Coordinate annotation records:
+++++

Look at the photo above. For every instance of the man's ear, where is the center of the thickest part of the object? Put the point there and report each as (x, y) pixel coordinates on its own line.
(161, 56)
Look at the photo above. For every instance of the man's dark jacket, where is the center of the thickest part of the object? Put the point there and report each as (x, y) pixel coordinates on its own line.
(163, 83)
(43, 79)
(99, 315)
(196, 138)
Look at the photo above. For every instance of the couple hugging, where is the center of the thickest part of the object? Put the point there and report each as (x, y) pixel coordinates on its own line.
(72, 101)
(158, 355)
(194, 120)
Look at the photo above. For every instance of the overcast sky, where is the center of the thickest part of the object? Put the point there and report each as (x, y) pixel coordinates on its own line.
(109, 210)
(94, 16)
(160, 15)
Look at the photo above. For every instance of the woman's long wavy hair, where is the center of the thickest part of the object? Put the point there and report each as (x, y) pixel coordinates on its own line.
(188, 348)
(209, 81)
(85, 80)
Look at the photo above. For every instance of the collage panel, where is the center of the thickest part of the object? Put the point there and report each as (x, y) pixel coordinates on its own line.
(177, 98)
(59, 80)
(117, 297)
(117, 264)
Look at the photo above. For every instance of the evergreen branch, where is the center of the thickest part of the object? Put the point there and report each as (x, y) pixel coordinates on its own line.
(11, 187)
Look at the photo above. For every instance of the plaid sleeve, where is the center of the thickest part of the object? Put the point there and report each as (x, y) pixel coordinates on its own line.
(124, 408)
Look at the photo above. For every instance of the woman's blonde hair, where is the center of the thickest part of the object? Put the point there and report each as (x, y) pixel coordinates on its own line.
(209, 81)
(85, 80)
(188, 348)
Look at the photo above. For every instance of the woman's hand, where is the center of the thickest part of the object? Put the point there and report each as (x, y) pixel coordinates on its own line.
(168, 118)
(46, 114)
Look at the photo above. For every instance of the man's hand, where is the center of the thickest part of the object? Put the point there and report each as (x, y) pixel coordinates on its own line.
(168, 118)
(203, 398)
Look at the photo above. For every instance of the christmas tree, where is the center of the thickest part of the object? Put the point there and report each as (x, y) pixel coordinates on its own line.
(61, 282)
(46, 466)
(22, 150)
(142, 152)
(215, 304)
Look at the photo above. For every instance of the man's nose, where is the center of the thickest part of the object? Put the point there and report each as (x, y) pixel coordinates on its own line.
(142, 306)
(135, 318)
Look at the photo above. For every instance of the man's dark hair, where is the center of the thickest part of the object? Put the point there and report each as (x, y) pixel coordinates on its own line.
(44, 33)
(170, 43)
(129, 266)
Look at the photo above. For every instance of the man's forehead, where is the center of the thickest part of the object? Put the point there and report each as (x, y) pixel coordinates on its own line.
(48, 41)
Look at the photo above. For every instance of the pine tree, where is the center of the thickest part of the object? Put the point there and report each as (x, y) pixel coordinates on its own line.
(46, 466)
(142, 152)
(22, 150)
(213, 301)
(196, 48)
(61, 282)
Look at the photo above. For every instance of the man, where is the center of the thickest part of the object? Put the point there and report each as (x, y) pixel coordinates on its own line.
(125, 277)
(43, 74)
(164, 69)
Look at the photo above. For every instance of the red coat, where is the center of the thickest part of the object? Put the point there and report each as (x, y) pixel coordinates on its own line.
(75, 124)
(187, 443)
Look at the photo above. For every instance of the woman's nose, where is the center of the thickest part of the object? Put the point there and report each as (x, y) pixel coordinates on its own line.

+++++

Repeat the listing in full, keeping every line exactly as it is.

Look at the photo above. For every instance of the man's ear, where is the center of the thickest part of the object? Put the point there and report each as (x, y) pixel coordinates on its own line.
(161, 56)
Look at the photo above. For every instance of the man's dark jacket, where is the center of the thickest part of the object? Put the point there and report each as (x, y) pixel coordinates on its own line.
(163, 83)
(43, 79)
(99, 315)
(196, 138)
Look at the photo above. For every instance of the couple hugging, where is the center of the thickest part of the object? Put the point there and report each as (x, y) pixel coordinates on its own line.
(72, 101)
(158, 355)
(194, 120)
Look at the photo above. For every instance of the overcast sky, where is the center of the thickest part of the object? Put the point there and report each as (x, y) pixel coordinates on its own line.
(109, 210)
(94, 16)
(160, 15)
Look at the photo above. For every instance of the woman's long wavy hair, where is the center of the thickest part of the object? Put the point there and report each as (x, y) pixel coordinates on its own line.
(188, 348)
(209, 81)
(85, 80)
Look at the photo above. For every instance of the collage panel, where is the center of the thickest part of the object? Put the point there and report each as (x, y) pixel coordinates on its own line.
(177, 98)
(59, 80)
(117, 297)
(117, 264)
Look at the photo above. For every instance of the evergreen branch, where is the center of the thickest part of the object? Put the point there and report each as (x, y) pixel coordinates on its own line.
(11, 187)
Look at the photo above. For every instance of the plaid sleeve, where is the center of the thickest part of the object? Put the point there and report each as (x, y) pixel coordinates on its own line.
(124, 408)
Look at the photo above. For every instance of the woman's blonde hair, where is the center of the thickest part of the object? Put the point there and report each as (x, y) pixel coordinates on its own line.
(209, 81)
(85, 80)
(188, 348)
Look at the photo above. For every instance of the woman's hand, where is the center of the thickest part of the object? Put the point there and report each as (x, y) pixel coordinates on its own line.
(168, 118)
(46, 114)
Look at the photo above. For every instance of the man's hand, where is the center of the thickest part of the object? Put the point there and report each as (x, y) pixel coordinates on its own line.
(168, 118)
(203, 398)
Look at the photo above. For every instance of the christmas tree, where is the center of the thickest part of the object? Put the point there and report each as (x, y) pixel coordinates on its own line.
(61, 282)
(46, 466)
(22, 150)
(142, 152)
(215, 304)
Look at the photo above. For every instance of the man's nose, where is the center of the thickest part of the object? Put the point there and report each as (x, y) pixel coordinates on its own line.
(142, 306)
(135, 318)
Look at the photo above. For every instance of the man's dark hair, where is the center of the thickest part of the object? Put the point there and report each as (x, y) pixel coordinates on its own line.
(44, 33)
(170, 43)
(129, 266)
Look at the photo above. For every instance of the man's forehead, where is the center of the thickest part of the object? Put the point there and report each as (x, y) pixel coordinates on its own line.
(48, 41)
Look at the photo above. For every instance of the pine tree, where is the center of the thickest part of the object? Put the point there and report each as (x, y) pixel coordinates on its own line.
(46, 466)
(142, 152)
(22, 150)
(213, 301)
(196, 48)
(61, 282)
Look at the photo above. For every instance of the man, where is the center of the thickest part of the object? Put the point there and report each as (x, y) pixel coordinates on its own line.
(125, 277)
(43, 74)
(164, 69)
Look at the photo above. For every instance of the red coat, where is the center of the thickest part of the object? Put the point there and report each as (x, y) pixel coordinates on its own line.
(75, 124)
(187, 443)
Look at the photo above. For every instance of the woman's nose, where is the center of the thickest part of the object? Put the point there and report each as (x, y) pixel coordinates on its own line.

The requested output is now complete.